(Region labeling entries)
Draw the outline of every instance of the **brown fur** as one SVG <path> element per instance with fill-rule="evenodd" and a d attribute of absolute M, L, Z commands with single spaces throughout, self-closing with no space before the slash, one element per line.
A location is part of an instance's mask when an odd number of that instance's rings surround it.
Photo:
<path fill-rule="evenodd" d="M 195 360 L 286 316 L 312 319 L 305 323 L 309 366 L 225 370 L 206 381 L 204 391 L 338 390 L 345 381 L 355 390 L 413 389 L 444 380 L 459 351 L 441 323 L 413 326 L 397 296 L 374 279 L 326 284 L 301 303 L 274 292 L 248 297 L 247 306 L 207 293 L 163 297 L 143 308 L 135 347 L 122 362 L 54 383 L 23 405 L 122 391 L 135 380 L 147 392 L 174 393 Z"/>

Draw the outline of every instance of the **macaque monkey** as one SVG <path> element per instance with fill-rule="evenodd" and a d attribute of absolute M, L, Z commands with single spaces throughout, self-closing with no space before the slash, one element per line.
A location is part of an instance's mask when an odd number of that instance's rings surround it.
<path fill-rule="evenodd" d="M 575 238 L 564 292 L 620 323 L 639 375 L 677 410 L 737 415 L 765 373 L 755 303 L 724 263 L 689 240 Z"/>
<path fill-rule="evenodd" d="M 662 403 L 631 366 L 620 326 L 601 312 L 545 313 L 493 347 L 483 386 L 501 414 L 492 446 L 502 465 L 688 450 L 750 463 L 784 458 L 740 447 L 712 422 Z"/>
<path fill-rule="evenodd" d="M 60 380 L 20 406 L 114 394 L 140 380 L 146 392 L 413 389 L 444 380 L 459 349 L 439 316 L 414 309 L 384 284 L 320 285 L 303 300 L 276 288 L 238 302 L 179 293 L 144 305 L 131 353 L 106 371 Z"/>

→ What the exercise asks: Transcribe all of the entries above line for line, changing nothing.

→ Written response:
Draw the outline of every instance of the **brown fur** as one SVG <path> element per instance with fill-rule="evenodd" and a d attribute of absolute M, L, Z commands with single spaces throughout, self-closing with no space before the slash, one element per line.
A location is part of an instance's mask when an odd number of that instance's rings surround it.
Photo:
<path fill-rule="evenodd" d="M 195 360 L 286 316 L 312 319 L 305 323 L 309 366 L 225 370 L 206 381 L 204 391 L 338 390 L 345 381 L 355 390 L 413 389 L 444 380 L 459 351 L 441 323 L 413 326 L 397 296 L 374 279 L 326 284 L 301 303 L 274 292 L 248 297 L 247 306 L 207 293 L 163 297 L 143 308 L 135 347 L 122 362 L 54 383 L 23 405 L 122 391 L 135 380 L 147 392 L 174 393 Z"/>

Draw the outline of every instance of the **macaque monkey** as one SVG <path> element per instance with fill-rule="evenodd" and a d attribute of absolute M, L, Z commands with single spaces throughout, self-closing with no space before the slash, one element per line.
A location is part of an instance's mask when an odd number of that instance's rings surround it.
<path fill-rule="evenodd" d="M 575 238 L 564 292 L 620 323 L 639 375 L 677 410 L 737 415 L 765 373 L 755 303 L 724 263 L 689 240 Z"/>
<path fill-rule="evenodd" d="M 662 403 L 631 366 L 620 326 L 601 312 L 545 313 L 493 347 L 483 386 L 501 414 L 492 446 L 502 465 L 688 450 L 750 463 L 784 458 L 740 447 L 712 422 Z"/>
<path fill-rule="evenodd" d="M 60 380 L 20 406 L 114 394 L 140 380 L 146 392 L 413 389 L 444 380 L 459 349 L 439 316 L 414 309 L 384 284 L 320 285 L 303 300 L 276 288 L 238 302 L 179 293 L 144 305 L 131 353 L 106 371 Z"/>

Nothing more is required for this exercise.